ACTIVITIES:
a. Switch "unceremonious" to "abrupt" in the article on Mack Brown's hiring, and write it out again from "Brown was at" to "the changing landscape.".
b. Summarize the article on Mack Brown's hiring in two sentences.
c. Carry on the article about North Carolina hiring Mack Brown from the point where it stops.

SOURCE PASSAGE:
>>>>
Less than 24 hours since making the Larry Fedora firing official, North Carolina football has reportedly hired Mack Brown as their head coach.
Apparently, with the thought that they had to move on him before someone else did, North Carolina has moved quickly to name Mack Brown their next head coach.
Brown coached at North Carolina from 1988-1997 before taking over at Texas and leading the Longhorns for 16 seasons, culminating in a National Championship in 2005 and a runner-up finish in 2009. Brown has compiled a 244-122-1 career record, and obviously has the pedigree that you would want in a major college football coach.
If it was ten years ago.
Brown will be 68-years-old by the time the next season starts, and has been out of coaching for five years. Brown has spent the last several years as an analyst and color commentator for ESPN, and at no point during his incoherent ramblings on ESPN did Brown ever sound like someone who should be a coach at a major college football program again.
The game passed him by years ago, and the changes across college football since he left coaching in 2013 have been enormous, potentially bigger than any during his long tenure in Austin.
Brown was at once at the top of the college football world, widely thought as one of the game’s top coaches, but his tenure at Texas met an unceremonious end, as often is the case for old coaches who are unable to adapt to the changing landscape.
After finishing no lower than 13th in the final AP Poll from 2000-2009, Texas finished ranked only one time in Brown’s final four seasons, compiling a 30-21 record over that span. Brown was more or less forced to resign, and Texas has yet to really get back to the lofty heights they ascended to during his tenure, although Tom Herman does have Texas on the brink of being “back”, particularly if they can upset Oklahoma and capture the Big 12 this weekend.
The thought with Brown is that he can go to Chapel Hill and be more of a CEO type while assembling a strong staff. The early rumor is that he is going to try and bring former Texas Tech Head Coach and offensive savant Kliff Kingsbury on board as his OC, but Coach Cool will have no shortage of offers to take over offenses during this cycle, and can almost certainly do better than hopping aboard the retread ship.
Gene Chizik is rumored to be his top choice as defensive coordinator, but Chizik left Chapel Hill two years ago from that same position in order to be closer to his family in Auburn, and by all accounts seems to enjoy being a dad. I would be surprised to see him make the leap back to the Tar Heels. His defenses during that two-year span were also unspectacular, finishing 96th and 63rd in total defense, respectively.
<<<<
EXTRACTED DATA:
>>>>
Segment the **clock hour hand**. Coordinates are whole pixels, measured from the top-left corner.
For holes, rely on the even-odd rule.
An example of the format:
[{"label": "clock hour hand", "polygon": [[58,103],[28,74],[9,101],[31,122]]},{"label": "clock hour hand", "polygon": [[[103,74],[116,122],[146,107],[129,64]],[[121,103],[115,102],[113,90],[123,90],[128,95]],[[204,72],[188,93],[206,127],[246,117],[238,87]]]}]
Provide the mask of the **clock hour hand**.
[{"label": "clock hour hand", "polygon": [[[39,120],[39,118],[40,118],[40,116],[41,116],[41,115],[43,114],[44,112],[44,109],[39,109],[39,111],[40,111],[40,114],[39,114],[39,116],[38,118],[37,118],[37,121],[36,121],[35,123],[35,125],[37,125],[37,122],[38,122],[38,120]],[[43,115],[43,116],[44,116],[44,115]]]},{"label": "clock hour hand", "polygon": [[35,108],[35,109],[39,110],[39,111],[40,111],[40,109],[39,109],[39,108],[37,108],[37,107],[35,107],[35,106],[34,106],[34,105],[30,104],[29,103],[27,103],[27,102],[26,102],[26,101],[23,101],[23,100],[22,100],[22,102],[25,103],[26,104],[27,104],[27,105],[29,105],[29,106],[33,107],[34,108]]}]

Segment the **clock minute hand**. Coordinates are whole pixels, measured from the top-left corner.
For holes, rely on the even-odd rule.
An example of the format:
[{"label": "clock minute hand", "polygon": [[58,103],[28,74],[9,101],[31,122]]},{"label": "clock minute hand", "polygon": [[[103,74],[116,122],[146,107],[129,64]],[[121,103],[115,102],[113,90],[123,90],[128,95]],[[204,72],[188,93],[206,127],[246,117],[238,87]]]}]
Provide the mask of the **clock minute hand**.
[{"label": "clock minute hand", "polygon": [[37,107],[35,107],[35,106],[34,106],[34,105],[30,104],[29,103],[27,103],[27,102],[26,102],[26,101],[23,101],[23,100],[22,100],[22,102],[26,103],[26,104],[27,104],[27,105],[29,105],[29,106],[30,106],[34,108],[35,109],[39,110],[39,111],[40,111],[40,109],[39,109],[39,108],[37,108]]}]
<<<<
EXPECTED RESPONSES:
a.
Brown was at once at the top of the college football world, widely thought as one of the game’s top coaches, but his tenure at Texas met an abrupt end, as often is the case for old coaches who are unable to adapt to the changing landscape.

b. North Carolina reportedly hired Mack Brown as head coach less than 24 hours after making Larry Fedora's firing official, bringing back a coach with a 244-122-1 career record and a 2005 national title at Texas. The article doubts the move, since Brown will be 68 by next season, has been out of coaching for five years, and left before enormous changes swept college football.

c.
Having the right staff was never the problem over his final days in Austin, either, as Texas always had the resources to assemble the finest coaching staffs money could buy. In the recruiting hotbed of the Longhorn state, Brown always had top-level talent, and even that couldn’t save him at the end.
His recruiting misses are the stuff of legend now as he infamously recruited Heisman Trophy-winning QB’s Robert Griffin III and Johnny Manziel to play safety in Austin, while being unable to find a suitable replacement for life after Colt McCoy in 2009.
Mack’s National Championship ring sparkles in the eyes of the Chapel Hill faithful, but current recruits hadn’t even started kindergarten the last time he ascended the college football mountain. I can’t imagine he is a name that is going to resonate enough with recruits to bring in the high-level talent it is going to take to win at the level that is going to be expected at North Carolina now.
Heralded as a sleeping giant in college football for many years, the Tar Heels have long held delusions of grandeur in thinking their program is more than what it is. This hiring brings to fruition the worst of those delusions.
North Carolina will forever be a basketball school, and that’s not to say you can’t win in football there because you can, but I also don’t see them ever taking a place among the sport’s blue-blood programs.
Retread hires are becoming more and more popular in college football as evident by the Mad Hatter’s return to the sidelines in Lawrence, and now Brown’s resurrection in Chapel Hill. Lou Holtz is probably on the phone with his agent testing the waters as I type this.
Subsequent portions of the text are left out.